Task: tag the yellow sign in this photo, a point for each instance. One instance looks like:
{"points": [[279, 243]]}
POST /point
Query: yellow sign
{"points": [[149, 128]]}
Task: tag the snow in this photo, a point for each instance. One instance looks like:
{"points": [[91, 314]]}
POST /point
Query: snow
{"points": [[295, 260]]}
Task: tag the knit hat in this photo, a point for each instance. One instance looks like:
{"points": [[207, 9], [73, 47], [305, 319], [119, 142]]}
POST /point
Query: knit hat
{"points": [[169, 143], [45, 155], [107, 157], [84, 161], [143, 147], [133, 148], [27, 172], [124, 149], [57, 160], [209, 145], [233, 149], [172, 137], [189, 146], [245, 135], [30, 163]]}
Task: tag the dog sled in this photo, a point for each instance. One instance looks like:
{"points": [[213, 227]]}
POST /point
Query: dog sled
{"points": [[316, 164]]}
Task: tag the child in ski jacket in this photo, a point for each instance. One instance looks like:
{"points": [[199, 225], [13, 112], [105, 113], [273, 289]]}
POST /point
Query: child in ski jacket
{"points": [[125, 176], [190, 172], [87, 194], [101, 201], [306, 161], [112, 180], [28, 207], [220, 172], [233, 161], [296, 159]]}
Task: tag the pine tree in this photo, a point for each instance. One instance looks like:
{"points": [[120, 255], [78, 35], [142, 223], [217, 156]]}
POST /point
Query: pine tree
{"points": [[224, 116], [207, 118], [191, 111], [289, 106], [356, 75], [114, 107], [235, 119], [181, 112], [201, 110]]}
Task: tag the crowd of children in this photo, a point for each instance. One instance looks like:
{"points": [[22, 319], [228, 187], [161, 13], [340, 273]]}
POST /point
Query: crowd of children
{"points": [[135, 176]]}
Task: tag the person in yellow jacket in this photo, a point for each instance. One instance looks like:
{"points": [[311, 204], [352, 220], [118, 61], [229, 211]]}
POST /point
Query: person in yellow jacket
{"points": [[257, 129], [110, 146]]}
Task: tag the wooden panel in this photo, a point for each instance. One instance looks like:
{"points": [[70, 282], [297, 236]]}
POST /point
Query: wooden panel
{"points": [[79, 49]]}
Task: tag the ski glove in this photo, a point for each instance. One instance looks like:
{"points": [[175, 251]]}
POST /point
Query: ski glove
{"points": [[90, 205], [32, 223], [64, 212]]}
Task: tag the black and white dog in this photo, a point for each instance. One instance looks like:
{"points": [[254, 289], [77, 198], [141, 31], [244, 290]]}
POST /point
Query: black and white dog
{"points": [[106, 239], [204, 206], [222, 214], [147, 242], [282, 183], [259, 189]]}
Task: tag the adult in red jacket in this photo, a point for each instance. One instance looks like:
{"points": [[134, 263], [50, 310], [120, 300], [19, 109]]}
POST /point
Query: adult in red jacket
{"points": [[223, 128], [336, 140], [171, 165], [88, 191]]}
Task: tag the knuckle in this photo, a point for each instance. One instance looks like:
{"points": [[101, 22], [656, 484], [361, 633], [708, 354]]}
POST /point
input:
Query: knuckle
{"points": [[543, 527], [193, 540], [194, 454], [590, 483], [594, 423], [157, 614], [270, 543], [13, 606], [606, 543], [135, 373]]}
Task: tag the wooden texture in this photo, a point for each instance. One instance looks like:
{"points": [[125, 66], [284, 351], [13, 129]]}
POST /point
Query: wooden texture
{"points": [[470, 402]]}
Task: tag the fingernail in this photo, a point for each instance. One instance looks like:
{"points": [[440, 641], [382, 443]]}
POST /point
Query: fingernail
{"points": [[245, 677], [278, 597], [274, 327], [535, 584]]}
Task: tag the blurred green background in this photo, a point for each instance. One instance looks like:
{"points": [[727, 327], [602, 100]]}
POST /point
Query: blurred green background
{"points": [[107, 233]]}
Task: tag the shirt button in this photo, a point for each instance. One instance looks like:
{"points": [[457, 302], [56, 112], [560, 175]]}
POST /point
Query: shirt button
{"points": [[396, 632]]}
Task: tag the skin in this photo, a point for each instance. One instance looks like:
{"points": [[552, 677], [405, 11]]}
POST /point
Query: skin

Your goal
What you should do is return the records above exactly, leaving nothing out.

Output of the exercise
Task: tag the yellow sign in this photo, a point for each instance. One instance looks like:
{"points": [[279, 243]]}
POST /point
Query: yellow sign
{"points": [[149, 128]]}
Task: tag the snow in this photo, a point for each instance. One instance looks like:
{"points": [[91, 314]]}
POST /point
Query: snow
{"points": [[295, 260]]}
Task: tag the knit hat in this photo, a point for each instance. One instance looks like:
{"points": [[207, 9], [73, 47], [305, 319], [119, 142]]}
POST /point
Query: knit hat
{"points": [[169, 143], [45, 155], [107, 157], [84, 161], [143, 147], [133, 148], [27, 172], [124, 149], [57, 160], [209, 145], [233, 149], [172, 137], [189, 146], [245, 135], [30, 163]]}
Task: tag the dog sled in this photo, a point for each instance. One instance looks like:
{"points": [[213, 227]]}
POST /point
Query: dog sled
{"points": [[316, 164]]}
Task: tag the child in ski jacket in this photo, a point for each instance. One instance looks like:
{"points": [[199, 225], [13, 112], [105, 113], [273, 289]]}
POST /point
Query: child in ski jacket
{"points": [[125, 176], [190, 172], [87, 194], [101, 201], [306, 161], [112, 180], [28, 207], [220, 172], [233, 161], [296, 159]]}
Task: tag the pine tree in this photo, a point for each instance. One instance looks like:
{"points": [[120, 255], [78, 35], [142, 223], [217, 156]]}
POST /point
Query: pine tree
{"points": [[224, 116], [207, 118], [191, 111], [289, 106], [356, 75], [114, 107], [235, 119], [181, 112], [201, 110]]}
Task: tag the crowd of children in this photo, a point for each instance. One instance looks like:
{"points": [[22, 319], [228, 187], [161, 13], [340, 273]]}
POST /point
Query: crowd of children
{"points": [[135, 176]]}
Task: tag the person in yellow jacket in this photo, a point for each instance. One instance looks like:
{"points": [[311, 204], [352, 220], [118, 61], [229, 211]]}
POST /point
Query: person in yellow jacket
{"points": [[257, 129], [110, 146]]}
Task: tag the wooden panel in this photo, a point for each instance. One instance looks like:
{"points": [[70, 282], [297, 236]]}
POST /point
Query: wooden panel
{"points": [[79, 49]]}
Task: tag the ski glove in this photo, a point for each instance. One instance looks like:
{"points": [[175, 251]]}
POST /point
Query: ski glove
{"points": [[90, 205], [32, 223], [64, 212]]}
Task: tag the black and white dog in this photo, a point for each instance. One instance looks like:
{"points": [[254, 289], [77, 198], [141, 31], [244, 290]]}
POST /point
Query: black and white dog
{"points": [[106, 239], [204, 206], [222, 214], [147, 242], [282, 183], [259, 189]]}
Task: tag the adult in red jacket in this photo, a point for each instance. One instance looks like:
{"points": [[134, 263], [50, 310], [120, 300], [19, 109]]}
POST /point
Query: adult in red jacket
{"points": [[223, 128], [336, 140], [171, 165], [88, 191]]}
Task: tag the knuckle in this photo, a point for each instance. One instance looks like:
{"points": [[101, 22], [656, 484], [361, 633], [708, 354]]}
POST /point
input:
Query: knuckle
{"points": [[543, 527], [193, 540], [194, 454], [590, 483], [594, 423], [157, 614], [270, 543], [13, 606], [606, 543], [135, 373]]}
Task: tag the wooden texture in this photo, a point for each instance. One instance looks like:
{"points": [[125, 66], [284, 351], [13, 129]]}
POST /point
Query: wooden texture
{"points": [[470, 402]]}
Task: tag the fingernail in this photo, a point for each instance. One instance looks like:
{"points": [[440, 641], [382, 443]]}
POST /point
Query: fingernail
{"points": [[245, 677], [278, 597], [274, 327], [535, 584]]}
Task: tag the blurred green background in this photo, a point for each instance. One instance looks like:
{"points": [[727, 327], [602, 100]]}
POST /point
Query: blurred green background
{"points": [[107, 233]]}
Task: tag the shirt button in this photo, a point for each instance. One instance looks like:
{"points": [[457, 302], [56, 112], [560, 175]]}
POST /point
Query: shirt button
{"points": [[396, 632]]}
Task: tag the skin in this photo, a point for each instance. One instance looks like:
{"points": [[552, 677], [405, 11]]}
POST /point
Query: skin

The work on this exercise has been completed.